(EXERCISE): Write out each of the records below word for word, leaving every line unchanged.

....

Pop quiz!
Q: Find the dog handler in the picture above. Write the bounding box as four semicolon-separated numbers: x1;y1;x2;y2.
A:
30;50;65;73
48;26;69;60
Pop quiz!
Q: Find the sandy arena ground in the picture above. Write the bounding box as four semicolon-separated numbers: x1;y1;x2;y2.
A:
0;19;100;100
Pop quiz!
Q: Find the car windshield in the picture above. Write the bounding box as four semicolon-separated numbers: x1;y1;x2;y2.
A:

....

(ANSWER FOR THE TASK):
Pop quiz!
Q: Find the dog handler in the picture above. Write the bounding box as four semicolon-separated numbers: x1;y1;x2;y2.
A:
30;50;65;73
48;26;69;60
Pop quiz!
Q: Find the sandy arena ground in the picture above. Write the bounding box as four semicolon-separated numbers: x1;y1;x2;y2.
A:
0;19;100;100
Pop quiz!
Q: Find the car windshield in the picture above. Write the bounding box as four semicolon-separated numbers: x1;y1;x2;y2.
A:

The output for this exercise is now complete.